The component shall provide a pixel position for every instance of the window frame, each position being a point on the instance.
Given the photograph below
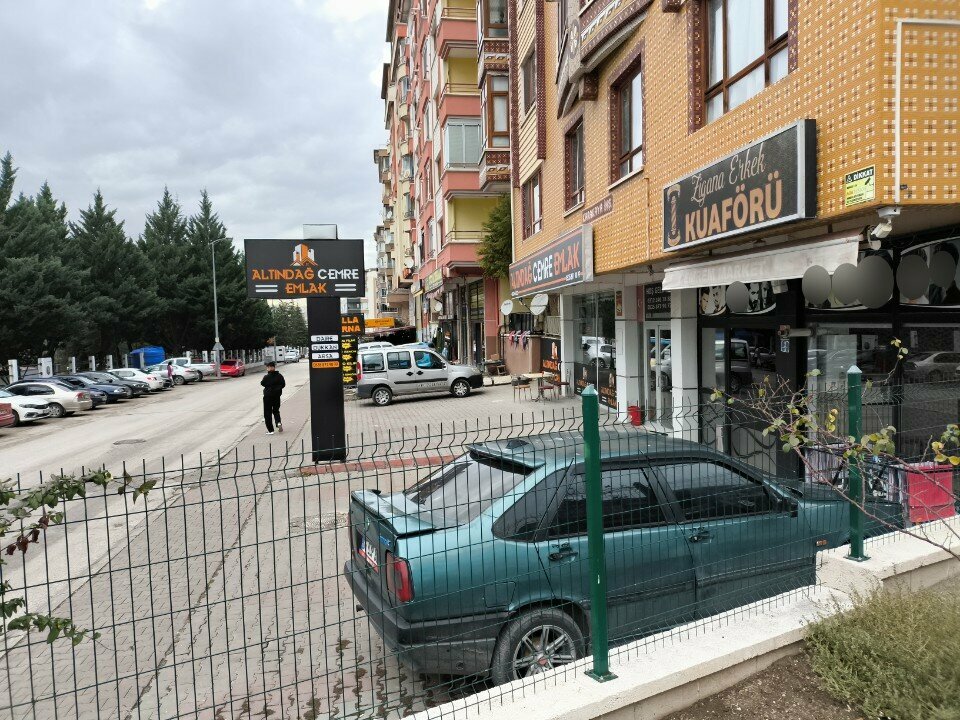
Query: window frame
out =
(528, 81)
(623, 87)
(531, 225)
(772, 47)
(574, 166)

▬▬▬▬▬▬

From the line containing "Given the photograph below" to the end of the listing, restate each line word for word and nothing more; the pictures stay out.

Given the photograph below
Query: window frame
out =
(528, 81)
(623, 87)
(531, 225)
(772, 47)
(574, 166)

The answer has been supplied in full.